# New server - general discussion



## Makai Guy (Jul 24, 2006)

Please use this thread for general discussion of the new server.

Please post any problems encountered with the new server in the New server - info and problems thread.


----------



## Bill4728 (Jul 24, 2006)

Firtst post on new server, So far, so good


----------



## carolbol (Jul 24, 2006)

I'm here.


----------



## Makai Guy (Jul 24, 2006)

Somewhat interesting statistic.  I just looked at the *old *board, which now does nothing but display the temp link to this server.  It showed:

5 users online -- server load 22.08

Contrast this with what I'm seeing on *this* board right now:

99 users online -- server load 0.27


----------



## Don (Jul 24, 2006)

looking good!! Great job!!


----------



## roadtriper (Jul 24, 2006)

*Just want to say THANKS! to Doug and everyone who finaly made this happen!   *


----------



## TUGBrian (Jul 24, 2006)

Hurray for Doug!!!!


----------



## pedro47 (Jul 24, 2006)

Thanks Doug, Brain and Bill and to everyone else !!! Happy Days Again at TUG.


----------



## Makai Guy (Jul 24, 2006)

YOUR TASKS.
[1] Reproduce the passage of the new-server thread starting with "# New server" and going on through "and problems thread.".
[2] In the new-server thread, why does Makai Guy ask people to post problems somewhere other than this thread, and where should they go? Answer in one to three sentences.

(Saved entries)
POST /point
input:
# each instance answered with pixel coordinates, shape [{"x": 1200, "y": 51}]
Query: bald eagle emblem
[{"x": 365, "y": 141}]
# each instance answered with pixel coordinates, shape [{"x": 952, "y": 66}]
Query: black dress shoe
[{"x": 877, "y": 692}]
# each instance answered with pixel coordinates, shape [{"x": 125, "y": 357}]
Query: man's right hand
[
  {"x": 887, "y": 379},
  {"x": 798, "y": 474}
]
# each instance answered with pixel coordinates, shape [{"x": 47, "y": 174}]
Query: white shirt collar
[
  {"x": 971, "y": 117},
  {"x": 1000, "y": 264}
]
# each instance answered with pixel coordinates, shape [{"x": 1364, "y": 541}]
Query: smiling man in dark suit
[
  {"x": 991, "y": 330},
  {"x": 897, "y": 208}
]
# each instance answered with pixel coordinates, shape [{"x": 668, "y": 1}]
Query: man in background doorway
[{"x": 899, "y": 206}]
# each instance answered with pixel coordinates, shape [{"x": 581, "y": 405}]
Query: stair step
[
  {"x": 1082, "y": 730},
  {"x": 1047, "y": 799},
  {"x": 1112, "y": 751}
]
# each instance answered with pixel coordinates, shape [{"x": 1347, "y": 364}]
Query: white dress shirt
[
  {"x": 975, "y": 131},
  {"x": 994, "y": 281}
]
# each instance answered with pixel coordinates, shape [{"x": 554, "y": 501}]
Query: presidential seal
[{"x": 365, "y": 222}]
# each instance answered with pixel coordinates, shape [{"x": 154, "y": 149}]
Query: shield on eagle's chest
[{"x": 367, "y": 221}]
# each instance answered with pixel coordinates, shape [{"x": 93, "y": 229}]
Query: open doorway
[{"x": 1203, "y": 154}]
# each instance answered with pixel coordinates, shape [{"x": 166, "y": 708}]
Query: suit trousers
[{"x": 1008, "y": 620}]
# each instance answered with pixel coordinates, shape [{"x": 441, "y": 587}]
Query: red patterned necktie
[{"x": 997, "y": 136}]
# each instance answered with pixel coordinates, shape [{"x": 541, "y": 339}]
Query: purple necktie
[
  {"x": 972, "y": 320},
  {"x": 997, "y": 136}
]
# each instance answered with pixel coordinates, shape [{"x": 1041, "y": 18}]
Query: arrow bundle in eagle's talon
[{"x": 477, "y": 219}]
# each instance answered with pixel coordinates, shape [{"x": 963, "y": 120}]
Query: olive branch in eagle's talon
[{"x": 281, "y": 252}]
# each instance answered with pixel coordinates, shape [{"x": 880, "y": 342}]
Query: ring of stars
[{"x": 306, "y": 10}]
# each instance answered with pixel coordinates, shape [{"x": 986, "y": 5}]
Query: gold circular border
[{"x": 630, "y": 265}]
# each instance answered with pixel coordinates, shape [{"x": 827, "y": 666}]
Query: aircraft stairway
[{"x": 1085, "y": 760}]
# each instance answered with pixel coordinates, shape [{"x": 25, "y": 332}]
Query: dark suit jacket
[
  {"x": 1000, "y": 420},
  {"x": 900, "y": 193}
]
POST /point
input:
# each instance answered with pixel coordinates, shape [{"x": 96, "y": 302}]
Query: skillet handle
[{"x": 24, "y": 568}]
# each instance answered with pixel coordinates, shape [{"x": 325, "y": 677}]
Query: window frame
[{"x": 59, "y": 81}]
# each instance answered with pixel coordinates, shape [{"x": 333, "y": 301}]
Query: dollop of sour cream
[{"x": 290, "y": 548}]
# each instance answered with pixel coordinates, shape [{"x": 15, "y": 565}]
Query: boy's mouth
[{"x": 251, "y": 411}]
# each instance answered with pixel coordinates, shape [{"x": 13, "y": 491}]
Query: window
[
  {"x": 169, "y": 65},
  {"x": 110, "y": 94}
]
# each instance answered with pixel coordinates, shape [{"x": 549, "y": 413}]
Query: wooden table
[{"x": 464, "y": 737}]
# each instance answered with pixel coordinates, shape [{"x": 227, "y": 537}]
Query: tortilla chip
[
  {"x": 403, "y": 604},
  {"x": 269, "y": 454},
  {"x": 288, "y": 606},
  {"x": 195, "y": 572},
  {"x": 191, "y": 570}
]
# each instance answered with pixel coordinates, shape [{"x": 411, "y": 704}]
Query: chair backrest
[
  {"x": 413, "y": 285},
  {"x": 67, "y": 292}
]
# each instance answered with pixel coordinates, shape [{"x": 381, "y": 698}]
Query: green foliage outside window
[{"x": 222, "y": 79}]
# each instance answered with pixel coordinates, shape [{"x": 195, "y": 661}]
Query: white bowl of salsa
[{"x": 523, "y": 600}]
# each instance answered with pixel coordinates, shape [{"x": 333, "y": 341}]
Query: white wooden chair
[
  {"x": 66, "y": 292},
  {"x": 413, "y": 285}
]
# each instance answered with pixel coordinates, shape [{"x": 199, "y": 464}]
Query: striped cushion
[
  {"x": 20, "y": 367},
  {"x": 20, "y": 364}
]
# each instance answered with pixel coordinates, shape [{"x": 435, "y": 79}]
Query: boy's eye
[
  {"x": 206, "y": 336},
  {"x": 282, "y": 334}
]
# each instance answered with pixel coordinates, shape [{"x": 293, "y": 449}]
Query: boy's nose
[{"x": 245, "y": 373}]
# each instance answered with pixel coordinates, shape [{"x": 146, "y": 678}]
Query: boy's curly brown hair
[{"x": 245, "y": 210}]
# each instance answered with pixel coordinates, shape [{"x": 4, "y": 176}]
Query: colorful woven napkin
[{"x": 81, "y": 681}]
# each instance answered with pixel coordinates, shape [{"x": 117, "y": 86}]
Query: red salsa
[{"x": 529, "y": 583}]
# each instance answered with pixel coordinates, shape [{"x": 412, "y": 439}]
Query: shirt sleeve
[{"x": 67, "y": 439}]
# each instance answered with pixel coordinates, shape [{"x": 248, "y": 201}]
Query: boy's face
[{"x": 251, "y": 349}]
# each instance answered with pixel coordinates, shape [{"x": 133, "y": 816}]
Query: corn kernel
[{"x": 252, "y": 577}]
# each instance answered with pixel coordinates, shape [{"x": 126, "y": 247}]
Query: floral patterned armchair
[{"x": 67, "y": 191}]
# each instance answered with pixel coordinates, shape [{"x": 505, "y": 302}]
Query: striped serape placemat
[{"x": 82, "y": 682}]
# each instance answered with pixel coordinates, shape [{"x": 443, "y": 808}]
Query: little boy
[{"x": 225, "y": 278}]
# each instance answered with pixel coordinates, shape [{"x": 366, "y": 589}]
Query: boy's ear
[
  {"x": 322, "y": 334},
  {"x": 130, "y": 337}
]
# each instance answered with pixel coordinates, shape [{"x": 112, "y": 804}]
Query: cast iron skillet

ANSWERS TO THE EXERCISES.
[1]
# New server - general discussion



## Makai Guy (Jul 24, 2006)

Please use this thread for general discussion of the new server.

Please post any problems encountered with the new server in the New server - info and problems thread.

[2] He sets this thread aside for general discussion of the new server. Problems belong in the separate "New server - info and problems" thread.